Exercise objective ::
Keeping every character in place, output all the data.

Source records

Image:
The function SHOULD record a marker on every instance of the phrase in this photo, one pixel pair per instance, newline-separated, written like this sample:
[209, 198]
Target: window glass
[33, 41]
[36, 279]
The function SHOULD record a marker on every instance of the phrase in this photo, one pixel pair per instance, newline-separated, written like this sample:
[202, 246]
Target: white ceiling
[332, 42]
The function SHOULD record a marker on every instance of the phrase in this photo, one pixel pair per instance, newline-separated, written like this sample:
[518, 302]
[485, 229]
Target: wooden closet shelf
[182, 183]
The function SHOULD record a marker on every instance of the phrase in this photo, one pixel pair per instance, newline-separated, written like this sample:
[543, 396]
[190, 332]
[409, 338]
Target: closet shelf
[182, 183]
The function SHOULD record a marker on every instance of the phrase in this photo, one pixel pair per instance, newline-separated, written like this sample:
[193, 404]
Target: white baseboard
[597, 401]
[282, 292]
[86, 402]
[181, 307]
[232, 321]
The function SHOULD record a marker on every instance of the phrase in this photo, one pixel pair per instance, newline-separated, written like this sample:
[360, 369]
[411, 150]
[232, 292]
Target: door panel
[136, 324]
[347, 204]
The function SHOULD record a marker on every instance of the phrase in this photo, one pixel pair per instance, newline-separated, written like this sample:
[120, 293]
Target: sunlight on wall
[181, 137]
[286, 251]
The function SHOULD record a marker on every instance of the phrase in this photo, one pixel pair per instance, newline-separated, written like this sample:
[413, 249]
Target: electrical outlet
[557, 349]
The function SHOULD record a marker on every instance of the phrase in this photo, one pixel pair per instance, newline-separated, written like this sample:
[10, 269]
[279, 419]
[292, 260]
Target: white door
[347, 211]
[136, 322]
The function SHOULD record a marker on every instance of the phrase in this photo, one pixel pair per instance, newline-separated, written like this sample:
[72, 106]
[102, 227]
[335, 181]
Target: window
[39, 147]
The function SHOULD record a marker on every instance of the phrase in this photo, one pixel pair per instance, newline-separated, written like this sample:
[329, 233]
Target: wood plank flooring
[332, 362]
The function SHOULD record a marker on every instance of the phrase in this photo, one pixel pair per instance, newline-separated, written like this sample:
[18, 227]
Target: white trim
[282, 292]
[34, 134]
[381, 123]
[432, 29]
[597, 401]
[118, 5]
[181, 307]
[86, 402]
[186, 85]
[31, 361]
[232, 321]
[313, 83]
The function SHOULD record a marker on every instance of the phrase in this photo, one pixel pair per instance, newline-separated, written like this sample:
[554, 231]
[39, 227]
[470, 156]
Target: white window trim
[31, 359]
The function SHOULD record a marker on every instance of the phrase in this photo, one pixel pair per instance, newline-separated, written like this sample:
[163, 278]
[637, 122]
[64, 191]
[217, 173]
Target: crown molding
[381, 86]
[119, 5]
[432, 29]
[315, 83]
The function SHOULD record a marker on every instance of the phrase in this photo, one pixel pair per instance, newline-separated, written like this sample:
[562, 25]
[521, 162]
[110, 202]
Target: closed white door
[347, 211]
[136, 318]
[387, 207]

Answer to the exercise ::
Image:
The function SHOULD record a marker on every instance of the phrase in this photo, one pixel pair per instance, newline-separated, written like this sample:
[209, 198]
Target: window glass
[33, 41]
[36, 279]
The function SHOULD record a marker on every instance of the phrase in this photo, one pixel pair per instance, newline-separated, written like this sample:
[202, 246]
Target: white ceiling
[332, 42]
The function SHOULD record a marker on every instance of the phrase in this photo, one pixel pair per instance, newline-separated, written like this sample:
[518, 302]
[485, 229]
Target: wooden closet shelf
[182, 183]
The function SHOULD record a marker on every instance of the phrase in this photo, one pixel pair per instance, newline-separated, written like this sample:
[543, 396]
[190, 332]
[409, 338]
Target: closet shelf
[182, 183]
The function SHOULD record a marker on every instance of the phrase in this photo, one pixel pair per instance, newline-separated, written like this sample:
[193, 404]
Target: white baseboard
[597, 401]
[282, 292]
[86, 402]
[181, 307]
[232, 321]
The function SHOULD record a marker on every instance of the phrase in this photo, one pixel pair per instance, newline-separated, written like this sample:
[360, 369]
[411, 150]
[232, 292]
Target: door panel
[136, 324]
[347, 204]
The function SHOULD record a marker on every instance of the phrase in this photo, one pixel pair per instance, newline-separated, written like this sample:
[120, 293]
Target: sunlight on wall
[181, 137]
[286, 251]
The function SHOULD record a marker on every instance of the phrase in this photo, one pixel pair per instance, newline-separated, written like this sample:
[413, 249]
Target: electrical outlet
[557, 349]
The function SHOULD record a marker on every instance of the phrase in this photo, one pixel pair per instance, newline-separated, written like this sample:
[10, 269]
[279, 419]
[292, 260]
Target: white door
[347, 211]
[136, 322]
The function SHOULD record a marker on every instance of the phrase in this photo, one pixel pair per instance, newline-separated, written like this sample:
[72, 106]
[102, 227]
[335, 181]
Target: window
[39, 147]
The function SHOULD record a marker on every instance of the phrase in this photo, one pixel pair per instance, newline-separated, written like this sample:
[329, 233]
Target: wood plank flooring
[332, 362]
The function SHOULD record a marker on every instance of the phrase in this photo, one pixel pair per instance, newline-separated, written like this sample:
[18, 227]
Target: white trim
[282, 292]
[34, 134]
[381, 123]
[432, 29]
[597, 401]
[118, 5]
[181, 307]
[86, 402]
[186, 85]
[31, 361]
[232, 321]
[313, 83]
The function SHOULD record a marker on every instance of the phrase in this photo, one pixel pair per instance, newline-separated, written like this sample:
[554, 231]
[39, 227]
[470, 156]
Target: white window trim
[31, 359]
The function SHOULD record a marker on every instance of the phrase in this photo, one pixel pair per instance, newline-separated, written like this sample:
[163, 278]
[637, 122]
[64, 191]
[217, 173]
Target: crown molding
[381, 86]
[119, 5]
[432, 29]
[315, 83]
The function SHOULD record a marker on every instance of the phrase in this photo, one pixel pair per instance, newline-separated, written like this sample:
[562, 25]
[521, 162]
[110, 202]
Target: closed white door
[347, 211]
[136, 318]
[387, 207]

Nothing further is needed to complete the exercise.